[Problem description]:
Count the lines in the entries below that contain the string "outline", matching case exactly, and reply with only that number.
========================================
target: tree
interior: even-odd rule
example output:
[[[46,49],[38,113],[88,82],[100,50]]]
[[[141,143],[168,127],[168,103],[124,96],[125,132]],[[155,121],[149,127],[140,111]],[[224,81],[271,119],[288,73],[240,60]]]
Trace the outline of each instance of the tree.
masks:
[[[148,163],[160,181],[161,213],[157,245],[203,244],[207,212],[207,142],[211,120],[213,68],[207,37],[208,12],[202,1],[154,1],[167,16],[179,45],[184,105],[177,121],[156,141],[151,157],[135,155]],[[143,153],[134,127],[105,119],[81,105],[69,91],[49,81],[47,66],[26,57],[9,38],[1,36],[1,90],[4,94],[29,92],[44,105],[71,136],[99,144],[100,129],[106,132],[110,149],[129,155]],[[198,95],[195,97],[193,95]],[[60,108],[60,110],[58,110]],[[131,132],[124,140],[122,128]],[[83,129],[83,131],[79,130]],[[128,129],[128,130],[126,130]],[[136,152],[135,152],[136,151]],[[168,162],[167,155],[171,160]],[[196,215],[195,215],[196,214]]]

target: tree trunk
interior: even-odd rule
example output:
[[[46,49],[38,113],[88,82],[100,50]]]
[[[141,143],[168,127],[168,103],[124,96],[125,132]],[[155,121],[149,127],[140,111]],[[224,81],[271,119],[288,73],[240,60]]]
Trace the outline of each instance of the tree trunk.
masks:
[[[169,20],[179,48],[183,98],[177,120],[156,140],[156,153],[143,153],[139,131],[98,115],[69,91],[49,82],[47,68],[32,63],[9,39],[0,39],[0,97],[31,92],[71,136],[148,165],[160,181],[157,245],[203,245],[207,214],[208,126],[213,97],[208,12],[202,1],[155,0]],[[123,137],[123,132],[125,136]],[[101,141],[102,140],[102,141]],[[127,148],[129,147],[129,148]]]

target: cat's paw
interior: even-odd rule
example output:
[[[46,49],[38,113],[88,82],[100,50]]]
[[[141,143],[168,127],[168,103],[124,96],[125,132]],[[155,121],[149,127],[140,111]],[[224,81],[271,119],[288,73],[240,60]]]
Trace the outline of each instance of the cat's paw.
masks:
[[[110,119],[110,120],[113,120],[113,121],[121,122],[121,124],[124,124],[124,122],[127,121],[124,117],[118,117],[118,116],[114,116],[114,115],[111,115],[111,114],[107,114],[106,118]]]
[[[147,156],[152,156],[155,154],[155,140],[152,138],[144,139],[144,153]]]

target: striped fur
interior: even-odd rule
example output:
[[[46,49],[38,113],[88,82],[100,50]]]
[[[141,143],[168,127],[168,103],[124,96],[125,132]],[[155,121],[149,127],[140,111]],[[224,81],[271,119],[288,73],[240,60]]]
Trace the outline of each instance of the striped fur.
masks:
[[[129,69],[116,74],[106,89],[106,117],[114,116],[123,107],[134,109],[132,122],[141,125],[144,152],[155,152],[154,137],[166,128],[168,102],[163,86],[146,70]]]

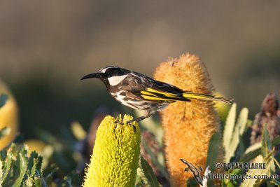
========================================
[Result of the exercise]:
4